EXERCISE TASKS
A: Using the article on childhood leukemia treatment, answer these:
(i) At which meeting was the study by Dr. Lewis B. Silverman's team presented?
(ii) At how many centers were the patients treated, and in which countries?
(iii) How soon do children with newly diagnosed ALL usually attain initial complete remissions?
B: Write a continuation of the article on childhood leukemia treatment, beginning after its final sentence.

PASSAGE SHOWN
· · ·

Children with acute lymphoblastic leukemia (ALL), the most common form of pediatric cancer, may now receive a safe and effective form of cancer treatment. The IV PEG-asparaginase — a bacteria-based enzyme — is found to remain longer in the blood stream of patients than its native form L- asparaginase, helping patients experience less pain and anxiety from treatment, according to a recent clinical trial.
The development of ALL usually starts in a child’s white blood cells — immature forms of lymphocytes in the bone marrow — where leukemia cells invade the blood fairly quickly and spread to other organs, says the American Cancer Society. The patient’s spleen, central nervous system, especially the brain, spinal cord, and testicles in males are often invaded by the cancer.
If ALL is not treated immediately, the cancer can be fatal within just a few months of diagnosis since it rapidly progresses. However, children with newly diagnosed ALL usually attain initial complete remissions in four to six weeks with up to a 99 percent survival rate. Treatment for ALL involves chemotherapy to kill leukemia cells with all chemotherapy stopping after two to three years of treatment. Usually radiation therapy can now safely be eliminated for the majority of children with ALL. Current research aims to improve ALL treatment by optimizing dosage and facilitating the scheduling of antileukemic agents based on the unique needs of the patient.
Presented at the 55th annual meeting of the American Society of Hematology (ASH), Dr. Lewis B. Silverman and his team of researchers sought to compare the native E.coli asparaginase delivered via intramuscularly (IM) and PEG-asparaginase, the polyethylene glycol conjugate of E.coli asparaginase, administered via IV. Five hundred and fifty-one patients with newly diagnosed ALL ages 1-18 years who achieved complete remission were eligible to participate in the randomized comparison of the two asparaginase injection preparations. The ALL patients were treated at 11 centers in the U.S. and Canada between 2005 and 2010 in the study.
These two preparations aim to deplete plasma asparaginase for leukemia patients. Normal human cells can produce their own asparagine, but for ALL patients the leukemia cells are not able to, and therefore become dependent on exogenous sources. Therefore, the depletion of plasma asparagine by asparaginase preparations kills the leukemia cells.
One dose of PEG-asparaginase (2500 IU/m2) was administered during the four-week multiagent induction phase with the total duration of the therapy lasting 25 months in the study. The researchers measured asparaginase activity by obtaining serum samples every six weeks prior to an asparaginase dose from both preparations.

· · ·

Point-per-instance localization data:

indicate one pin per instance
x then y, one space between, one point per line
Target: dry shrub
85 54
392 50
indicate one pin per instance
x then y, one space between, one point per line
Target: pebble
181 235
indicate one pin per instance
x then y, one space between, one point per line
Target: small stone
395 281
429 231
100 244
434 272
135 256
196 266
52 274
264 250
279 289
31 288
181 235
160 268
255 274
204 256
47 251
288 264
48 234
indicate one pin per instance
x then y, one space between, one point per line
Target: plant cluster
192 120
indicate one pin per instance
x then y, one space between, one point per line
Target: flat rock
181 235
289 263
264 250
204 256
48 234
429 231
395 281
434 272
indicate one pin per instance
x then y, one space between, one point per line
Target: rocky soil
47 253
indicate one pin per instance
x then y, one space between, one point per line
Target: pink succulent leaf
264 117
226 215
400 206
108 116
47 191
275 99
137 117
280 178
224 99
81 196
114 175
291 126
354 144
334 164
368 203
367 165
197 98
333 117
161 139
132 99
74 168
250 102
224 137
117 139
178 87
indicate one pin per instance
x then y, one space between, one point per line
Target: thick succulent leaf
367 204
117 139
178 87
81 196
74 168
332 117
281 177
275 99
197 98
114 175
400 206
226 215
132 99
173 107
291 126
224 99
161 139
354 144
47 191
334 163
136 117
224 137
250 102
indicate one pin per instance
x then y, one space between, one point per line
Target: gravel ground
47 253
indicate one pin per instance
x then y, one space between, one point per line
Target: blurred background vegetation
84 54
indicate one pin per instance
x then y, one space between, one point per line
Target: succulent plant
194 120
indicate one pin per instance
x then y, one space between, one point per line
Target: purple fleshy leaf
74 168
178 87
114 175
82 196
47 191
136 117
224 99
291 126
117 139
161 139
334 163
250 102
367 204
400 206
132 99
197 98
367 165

· · ·

ANSWERS BY ITEM
A:
(i) The 55th annual meeting of the American Society of Hematology (ASH).
(ii) At 11 centers, in the U.S. and Canada.
(iii) In four to six weeks.

B:
The findings revealed 526 patients (95 percent) out of the 551, achieved complete remission. In the four-year follow-up, the survival rate was 86 percent for all patients, which is among the highest rates ever reported in a pediatric ALL trial. The researchers did not find a statistically significant difference in the survival rate between patients in the trial’s IV PEG-asparaginase and IM native L-asparaginase arms, with 92 and 90 percent, respectively. There was also no notable difference in the rates of allergic reactions, pancreatitis, or clotting for the patients. These are all potential side effects of L-asparaginase.
These results have become increasingly significant since the native L-asparaginase is no longer available in the U.S. "Demonstrating that this important agent can be safely administered intravenously should help to provide clinicians peace of mind that they can decrease patient discomfort without increasing risk," Dr. Silverman, director of the Hematologic Malignancy Center at Dana-Farber/Boston Children's Cancer and Blood Disorders Center, who presented the data on behalf of the Dana-Farber Cancer Institute ALL Consortium, said in a press release.
Not only does the drug treatment reduce pain and anxiety for patients, but it also remains in the blood stream longer than L-asparaginase, which means patients can be treated less frequently. The lowest concentrations of the drug in the blood of patients’ arm were nearly eight times higher than those in the IM native E. coli L-asparaginase group. IV PEG-asparaginase is as effective as and more toxic than its native form in children and adolescents, wrote the researchers.
St. Jude's Children's Hospital says about 3,000 children in the U.S. each year are found to have ALL with peak incidence occurring from 3 to 5 years of age. The pediatric cancer affects more boys than girls and occurs more frequently among whites than blacks. Ninety percent of children can be cured, and those who remain leukemia-free for 10 years or more are considered to be cured from the cancer.